**The task**
Reproduce each line of the listing exactly.

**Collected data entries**
# # # # #
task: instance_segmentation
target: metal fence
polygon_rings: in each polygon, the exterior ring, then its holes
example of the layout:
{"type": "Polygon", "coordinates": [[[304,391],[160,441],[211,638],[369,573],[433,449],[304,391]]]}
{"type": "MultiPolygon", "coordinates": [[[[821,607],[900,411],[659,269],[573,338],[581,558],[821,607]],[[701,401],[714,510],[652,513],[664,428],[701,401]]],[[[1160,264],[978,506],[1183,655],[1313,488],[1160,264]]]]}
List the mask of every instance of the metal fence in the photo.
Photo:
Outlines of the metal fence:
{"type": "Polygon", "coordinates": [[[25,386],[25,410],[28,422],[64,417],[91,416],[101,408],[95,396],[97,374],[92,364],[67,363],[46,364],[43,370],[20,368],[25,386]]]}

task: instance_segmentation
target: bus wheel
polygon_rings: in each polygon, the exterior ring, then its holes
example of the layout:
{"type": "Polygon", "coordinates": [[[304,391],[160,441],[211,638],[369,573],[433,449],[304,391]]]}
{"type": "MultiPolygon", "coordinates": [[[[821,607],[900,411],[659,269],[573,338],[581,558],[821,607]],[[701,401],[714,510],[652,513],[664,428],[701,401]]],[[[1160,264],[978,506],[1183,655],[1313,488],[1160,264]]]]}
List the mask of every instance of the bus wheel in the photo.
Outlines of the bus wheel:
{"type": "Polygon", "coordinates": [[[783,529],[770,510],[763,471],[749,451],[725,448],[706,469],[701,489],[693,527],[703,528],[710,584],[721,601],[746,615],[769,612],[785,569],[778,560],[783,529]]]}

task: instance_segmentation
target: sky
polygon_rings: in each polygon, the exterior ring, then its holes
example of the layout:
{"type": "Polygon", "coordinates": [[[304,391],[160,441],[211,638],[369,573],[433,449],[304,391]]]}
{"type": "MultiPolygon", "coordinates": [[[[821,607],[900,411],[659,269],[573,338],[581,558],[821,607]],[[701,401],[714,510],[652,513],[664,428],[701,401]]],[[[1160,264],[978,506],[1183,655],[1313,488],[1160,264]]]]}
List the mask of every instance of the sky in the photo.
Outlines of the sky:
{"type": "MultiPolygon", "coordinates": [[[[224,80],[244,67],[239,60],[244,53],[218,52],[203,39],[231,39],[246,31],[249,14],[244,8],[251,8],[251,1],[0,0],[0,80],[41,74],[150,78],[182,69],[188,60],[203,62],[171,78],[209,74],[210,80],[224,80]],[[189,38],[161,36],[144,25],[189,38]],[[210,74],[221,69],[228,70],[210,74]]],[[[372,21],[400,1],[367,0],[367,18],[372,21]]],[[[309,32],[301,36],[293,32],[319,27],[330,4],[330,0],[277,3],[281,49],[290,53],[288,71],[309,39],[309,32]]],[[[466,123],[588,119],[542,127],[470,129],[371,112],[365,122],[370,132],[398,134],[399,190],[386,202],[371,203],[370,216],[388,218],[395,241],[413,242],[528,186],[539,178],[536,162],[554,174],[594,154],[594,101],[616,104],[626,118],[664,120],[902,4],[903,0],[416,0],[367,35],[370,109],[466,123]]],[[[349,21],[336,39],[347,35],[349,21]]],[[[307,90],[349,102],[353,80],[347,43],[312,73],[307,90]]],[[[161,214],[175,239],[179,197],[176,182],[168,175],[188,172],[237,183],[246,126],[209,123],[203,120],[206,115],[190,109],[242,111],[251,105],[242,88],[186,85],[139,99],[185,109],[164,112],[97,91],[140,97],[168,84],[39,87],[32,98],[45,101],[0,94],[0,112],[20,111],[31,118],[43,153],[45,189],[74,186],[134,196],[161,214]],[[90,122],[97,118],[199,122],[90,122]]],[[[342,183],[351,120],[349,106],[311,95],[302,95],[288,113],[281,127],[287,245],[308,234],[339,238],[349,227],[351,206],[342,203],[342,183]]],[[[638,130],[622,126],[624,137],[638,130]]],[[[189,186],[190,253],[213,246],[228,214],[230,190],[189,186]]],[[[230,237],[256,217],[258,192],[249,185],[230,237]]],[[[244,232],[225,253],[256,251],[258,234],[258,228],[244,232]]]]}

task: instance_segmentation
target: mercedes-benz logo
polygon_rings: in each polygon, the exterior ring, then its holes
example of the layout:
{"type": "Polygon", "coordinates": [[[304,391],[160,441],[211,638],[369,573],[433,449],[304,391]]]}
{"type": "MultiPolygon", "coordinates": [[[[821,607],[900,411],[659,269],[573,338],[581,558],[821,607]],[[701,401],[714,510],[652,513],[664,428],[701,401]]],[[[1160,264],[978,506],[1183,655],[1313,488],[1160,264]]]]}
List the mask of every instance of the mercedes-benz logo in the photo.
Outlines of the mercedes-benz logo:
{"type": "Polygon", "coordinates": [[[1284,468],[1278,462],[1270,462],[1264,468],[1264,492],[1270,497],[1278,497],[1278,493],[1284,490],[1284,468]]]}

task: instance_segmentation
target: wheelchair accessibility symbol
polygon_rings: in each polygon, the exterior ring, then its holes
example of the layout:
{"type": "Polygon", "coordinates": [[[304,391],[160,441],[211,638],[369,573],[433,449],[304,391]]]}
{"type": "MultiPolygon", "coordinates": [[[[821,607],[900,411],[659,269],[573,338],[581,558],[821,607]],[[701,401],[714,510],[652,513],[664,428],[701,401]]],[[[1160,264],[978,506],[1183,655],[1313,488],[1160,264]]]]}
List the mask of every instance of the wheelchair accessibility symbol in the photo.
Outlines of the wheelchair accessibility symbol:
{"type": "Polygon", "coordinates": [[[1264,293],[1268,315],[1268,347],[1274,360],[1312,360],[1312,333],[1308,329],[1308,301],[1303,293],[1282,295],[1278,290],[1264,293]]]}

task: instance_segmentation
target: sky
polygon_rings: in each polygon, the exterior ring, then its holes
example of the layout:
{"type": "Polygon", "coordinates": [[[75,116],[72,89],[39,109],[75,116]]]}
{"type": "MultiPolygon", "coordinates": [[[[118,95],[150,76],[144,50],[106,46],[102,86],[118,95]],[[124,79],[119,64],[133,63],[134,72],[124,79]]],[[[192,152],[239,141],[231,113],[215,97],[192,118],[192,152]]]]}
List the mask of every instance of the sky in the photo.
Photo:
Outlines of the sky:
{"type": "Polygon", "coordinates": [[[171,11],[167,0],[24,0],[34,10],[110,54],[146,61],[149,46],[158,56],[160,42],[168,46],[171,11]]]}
# # # # #
**Reply to the exercise**
task: instance_segmentation
target: metal fence
polygon_rings: in each polygon, the exterior ring, then its holes
example of the layout:
{"type": "Polygon", "coordinates": [[[304,391],[160,441],[211,638],[369,573],[433,449],[304,391]]]}
{"type": "MultiPolygon", "coordinates": [[[[821,607],[900,411],[659,269],[573,338],[581,558],[821,607]],[[701,401],[714,510],[652,513],[664,428],[701,401]]],[[[1160,264],[978,506],[1183,655],[1313,488],[1160,264]]]]}
List the mask of every instance of the metal fence in the photo.
Photo:
Outlines of the metal fence:
{"type": "Polygon", "coordinates": [[[25,386],[25,410],[28,422],[64,417],[91,416],[101,408],[95,396],[97,374],[92,364],[67,363],[46,364],[43,370],[20,368],[25,386]]]}

task: instance_segmentation
target: bus wheel
polygon_rings: in each polygon, the exterior ring, then its holes
example of the layout:
{"type": "Polygon", "coordinates": [[[304,391],[160,441],[211,638],[369,573],[433,449],[304,391]]]}
{"type": "MultiPolygon", "coordinates": [[[[821,607],[900,411],[659,269],[573,338],[581,558],[821,607]],[[701,401],[714,510],[652,513],[664,428],[701,401]]],[[[1160,264],[978,506],[1183,655],[1313,488],[1160,264]]]]}
List the mask of every instance of the bus wheel in the photo.
Outlines of the bus wheel:
{"type": "Polygon", "coordinates": [[[783,529],[770,510],[763,471],[749,451],[725,448],[706,469],[701,489],[693,527],[703,528],[710,584],[721,601],[746,615],[769,612],[785,569],[778,560],[783,529]]]}

task: instance_segmentation
target: sky
polygon_rings: in each polygon, the exterior ring, then its holes
example of the layout:
{"type": "Polygon", "coordinates": [[[304,391],[160,441],[211,638],[369,573],[433,449],[304,391]]]}
{"type": "MultiPolygon", "coordinates": [[[[821,607],[900,411],[659,269],[573,338],[581,558],[821,607]],[[701,401],[714,510],[652,513],[664,428],[701,401]]],[[[1160,264],[978,506],[1183,655],[1313,488],[1160,264]]]]}
List the mask of every instance of the sky in the photo.
Outlines of the sky:
{"type": "MultiPolygon", "coordinates": [[[[224,80],[244,67],[239,60],[244,53],[218,52],[203,39],[231,39],[246,31],[249,14],[244,8],[251,8],[251,1],[0,0],[0,80],[41,74],[150,78],[182,69],[188,60],[203,62],[171,78],[209,74],[210,80],[224,80]],[[189,38],[161,36],[144,25],[189,38]],[[210,74],[221,69],[228,70],[210,74]]],[[[372,21],[400,1],[367,0],[367,18],[372,21]]],[[[309,32],[301,36],[293,32],[319,27],[330,4],[330,0],[277,3],[281,49],[290,53],[288,71],[309,39],[309,32]]],[[[466,123],[588,119],[542,127],[470,129],[371,112],[365,122],[370,132],[398,134],[399,190],[386,202],[371,203],[370,216],[388,218],[395,241],[413,242],[528,186],[539,178],[536,162],[554,174],[594,154],[594,101],[616,104],[626,118],[664,120],[902,4],[903,0],[416,0],[367,35],[370,109],[466,123]]],[[[349,21],[336,39],[347,35],[349,21]]],[[[307,90],[349,102],[353,80],[347,43],[312,73],[307,90]]],[[[161,214],[175,239],[179,197],[176,182],[168,175],[188,172],[237,183],[246,126],[209,123],[203,120],[206,115],[190,109],[242,111],[251,105],[242,88],[186,85],[139,99],[185,109],[164,112],[97,91],[140,97],[168,84],[39,87],[32,98],[45,101],[0,94],[0,112],[20,111],[31,118],[43,153],[45,189],[74,186],[134,196],[161,214]],[[90,122],[97,118],[199,122],[90,122]]],[[[342,183],[351,120],[349,106],[311,95],[302,95],[288,113],[281,127],[287,245],[308,234],[339,238],[349,227],[351,206],[342,203],[342,183]]],[[[638,130],[622,126],[624,137],[638,130]]],[[[189,186],[190,253],[213,246],[228,214],[230,190],[189,186]]],[[[230,237],[256,217],[258,192],[249,185],[230,237]]],[[[244,232],[225,253],[256,251],[258,234],[258,228],[244,232]]]]}

task: instance_segmentation
target: mercedes-benz logo
polygon_rings: in each polygon, the exterior ring, then its holes
example of the layout:
{"type": "Polygon", "coordinates": [[[304,391],[160,441],[211,638],[369,573],[433,449],[304,391]]]}
{"type": "MultiPolygon", "coordinates": [[[[821,607],[900,411],[659,269],[573,338],[581,558],[821,607]],[[701,401],[714,510],[652,513],[664,428],[701,401]]],[[[1160,264],[978,506],[1183,655],[1313,488],[1160,264]]]]}
List the mask of every instance of the mercedes-benz logo in the photo.
Outlines of the mercedes-benz logo:
{"type": "Polygon", "coordinates": [[[1284,468],[1278,462],[1270,462],[1264,468],[1264,492],[1270,497],[1278,497],[1278,493],[1284,490],[1284,468]]]}

task: instance_segmentation
target: wheelchair accessibility symbol
polygon_rings: in each polygon, the exterior ring, then its holes
example of the layout:
{"type": "Polygon", "coordinates": [[[304,391],[160,441],[211,638],[369,573],[433,449],[304,391]]]}
{"type": "MultiPolygon", "coordinates": [[[[821,607],[900,411],[659,269],[573,338],[581,558],[821,607]],[[701,401],[714,510],[652,513],[664,428],[701,401]]],[[[1160,264],[978,506],[1183,655],[1313,488],[1160,264]]]]}
List the mask of every instance of the wheelchair accessibility symbol in the photo.
Outlines of the wheelchair accessibility symbol:
{"type": "Polygon", "coordinates": [[[1264,293],[1268,315],[1268,347],[1274,360],[1312,360],[1312,333],[1308,329],[1308,301],[1303,293],[1282,295],[1278,290],[1264,293]]]}

task: instance_segmentation
target: sky
polygon_rings: in each polygon, the exterior ring, then its holes
example of the layout:
{"type": "Polygon", "coordinates": [[[75,116],[72,89],[39,109],[75,116]]]}
{"type": "MultiPolygon", "coordinates": [[[[118,95],[150,76],[144,50],[106,46],[102,86],[118,95]],[[124,79],[119,64],[133,63],[134,72],[124,79]]],[[[192,152],[239,141],[231,113],[215,97],[192,118],[192,152]]]]}
List the mask of every instance of the sky in the photo.
Photo:
Outlines of the sky:
{"type": "Polygon", "coordinates": [[[171,11],[167,0],[24,0],[34,10],[110,54],[146,61],[149,46],[158,56],[160,42],[168,46],[171,11]]]}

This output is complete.